*GOAL:* Scale the rows below by 0.6 and copy out every line, requests included, leaving the request lines unchanged. In the answers, multiply each number (the viewBox dimensions and every path coordinate) by 0.6 and round it to a whole number, rounding halves up.

*RECORDS FOR THE EXERCISE:*
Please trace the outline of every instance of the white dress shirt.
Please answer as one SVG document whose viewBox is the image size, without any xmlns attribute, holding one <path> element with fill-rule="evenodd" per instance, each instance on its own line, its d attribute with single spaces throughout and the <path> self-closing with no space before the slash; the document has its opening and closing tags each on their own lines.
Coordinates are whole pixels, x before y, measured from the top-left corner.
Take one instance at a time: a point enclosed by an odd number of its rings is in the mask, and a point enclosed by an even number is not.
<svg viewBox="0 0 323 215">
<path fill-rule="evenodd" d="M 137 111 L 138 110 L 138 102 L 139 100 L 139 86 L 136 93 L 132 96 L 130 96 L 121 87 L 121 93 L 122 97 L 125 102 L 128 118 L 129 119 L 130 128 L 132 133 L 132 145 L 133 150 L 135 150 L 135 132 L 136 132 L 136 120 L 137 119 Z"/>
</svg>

*FINISHED TASK:*
Please trace the outline of every instance of the white dress shirt.
Please answer as one SVG document whose viewBox is the image size, without any xmlns attribute, holding one <path> element with fill-rule="evenodd" per instance, each instance on its own line, its d attribute with single spaces throughout and the <path> self-closing with no space before the slash; the document has its opening and closing tags each on their own lines.
Coordinates are whole pixels, x before y, measured from the top-left corner.
Take one instance at a time: a point enclosed by an odd number of its rings is in the mask, and a point enclosed by an even number is not.
<svg viewBox="0 0 194 129">
<path fill-rule="evenodd" d="M 82 67 L 83 66 L 83 61 L 83 60 L 83 52 L 82 56 L 79 58 L 78 58 L 73 52 L 73 56 L 73 58 L 75 61 L 77 71 L 77 71 L 78 77 L 79 80 L 79 87 L 80 90 L 81 90 L 81 79 L 82 79 L 82 72 L 82 71 Z"/>
</svg>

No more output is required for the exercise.